_DATA SUPPLIED:_

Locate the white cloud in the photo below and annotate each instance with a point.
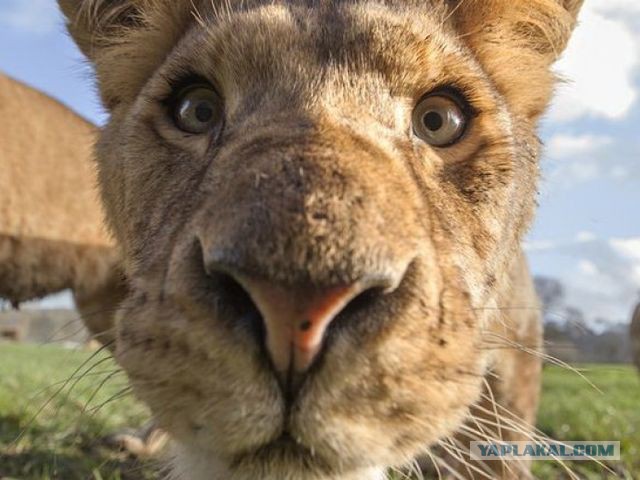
(600, 63)
(585, 236)
(601, 276)
(33, 16)
(563, 146)
(587, 267)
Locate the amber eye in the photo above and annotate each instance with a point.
(440, 119)
(198, 109)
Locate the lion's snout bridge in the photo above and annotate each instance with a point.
(309, 252)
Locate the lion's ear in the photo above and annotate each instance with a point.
(95, 24)
(126, 40)
(517, 41)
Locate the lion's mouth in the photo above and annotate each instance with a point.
(286, 448)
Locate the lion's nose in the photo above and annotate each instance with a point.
(296, 318)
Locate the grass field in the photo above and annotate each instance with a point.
(49, 432)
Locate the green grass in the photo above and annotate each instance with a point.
(50, 432)
(573, 410)
(63, 441)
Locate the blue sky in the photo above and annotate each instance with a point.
(587, 232)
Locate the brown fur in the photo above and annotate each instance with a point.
(52, 234)
(317, 180)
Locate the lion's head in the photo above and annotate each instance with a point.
(317, 200)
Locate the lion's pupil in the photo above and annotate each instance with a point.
(433, 121)
(204, 113)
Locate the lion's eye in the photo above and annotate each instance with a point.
(198, 109)
(440, 119)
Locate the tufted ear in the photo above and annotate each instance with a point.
(517, 41)
(125, 40)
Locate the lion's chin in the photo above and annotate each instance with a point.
(281, 459)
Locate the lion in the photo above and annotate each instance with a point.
(52, 233)
(320, 206)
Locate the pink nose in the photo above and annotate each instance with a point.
(296, 319)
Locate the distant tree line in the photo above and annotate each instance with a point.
(571, 339)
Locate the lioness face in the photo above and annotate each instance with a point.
(318, 203)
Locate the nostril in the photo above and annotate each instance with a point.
(233, 298)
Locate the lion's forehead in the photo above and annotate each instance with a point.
(341, 52)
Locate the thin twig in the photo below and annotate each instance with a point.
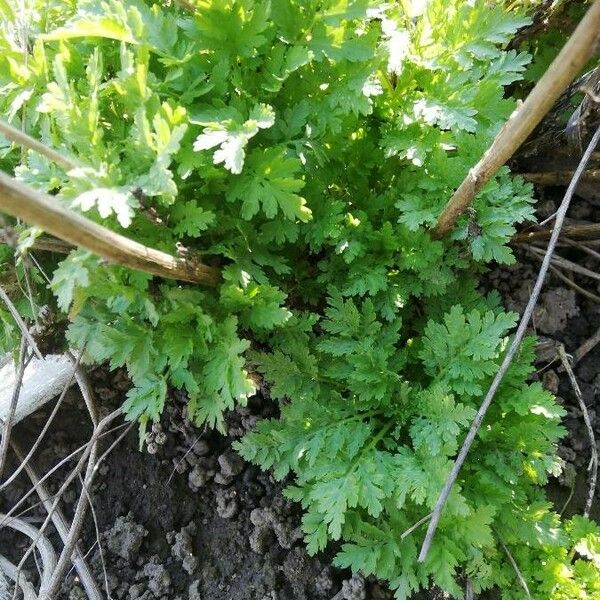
(88, 453)
(569, 282)
(415, 526)
(593, 466)
(11, 571)
(97, 530)
(84, 385)
(17, 317)
(19, 137)
(60, 523)
(582, 247)
(569, 265)
(37, 208)
(469, 589)
(78, 517)
(513, 562)
(46, 426)
(41, 543)
(13, 511)
(8, 422)
(586, 346)
(572, 231)
(590, 295)
(514, 347)
(565, 67)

_SET TASK:_
The records above need to be given again exactly. Omit the pictures.

_ANSWER TO THE EXERCISE:_
Locate the white cloud in the photo below and annotate each instance with a point.
(600, 63)
(585, 236)
(601, 276)
(33, 16)
(563, 146)
(587, 267)
Locate the amber eye in the photo above and annotate each instance with a point.
(440, 119)
(198, 109)
Locate the lion's snout bridge in the photo above and annotate each instance with a point.
(309, 252)
Locate the lion's ear in the photo above and annotate each instance with a point.
(95, 24)
(126, 40)
(517, 41)
Locate the lion's mouth in the photo above and annotate each instance with a point.
(286, 448)
Locate the lion's nose in the photo above and annotate each instance with a point.
(296, 318)
Locate the grass field in the photo above and annotate each instance with a point.
(49, 432)
Locate the green grass in the photo above and annotate each instance with a point.
(50, 432)
(573, 410)
(63, 441)
Locate the blue sky in the photo above and annotate each instance with a point.
(587, 232)
Locate the brown fur in the photo above and annotate each instance with a point.
(52, 234)
(317, 180)
Locate the lion's head in the photo above and annotate each instance with a point.
(317, 200)
Locate the lion's pupil in the photo above and annotate each instance with a point.
(433, 121)
(204, 113)
Locate the lion's eye in the photo above and annotate each instance with a point.
(198, 109)
(440, 119)
Locate the tufted ear in the photo above and annotate each instance with a point.
(517, 41)
(125, 40)
Locate the lion's chin in the photo above and annotate each instance with a point.
(281, 459)
Locate the lion in the photo above and annotate each instance with a point.
(52, 233)
(320, 206)
Locate the pink nose in the photo above and annotate each instance with a point.
(296, 319)
Locate the distant tree line in the photo above and annotate each instance with a point.
(571, 339)
Locate the lioness face in the photo above and annotate each instance with a point.
(318, 203)
Locate the nostril in the photo above and annotate each instance with a point.
(233, 298)
Locate the lion's forehead in the photo above and annotate each instance with a point.
(341, 52)
Locate the thin twig in the photo below and annotate each instance with a point.
(88, 453)
(569, 282)
(415, 526)
(593, 466)
(11, 571)
(97, 530)
(84, 385)
(17, 317)
(19, 137)
(60, 523)
(582, 247)
(569, 265)
(37, 208)
(469, 589)
(78, 517)
(513, 562)
(46, 426)
(41, 543)
(13, 511)
(8, 422)
(586, 346)
(572, 231)
(590, 295)
(514, 347)
(565, 67)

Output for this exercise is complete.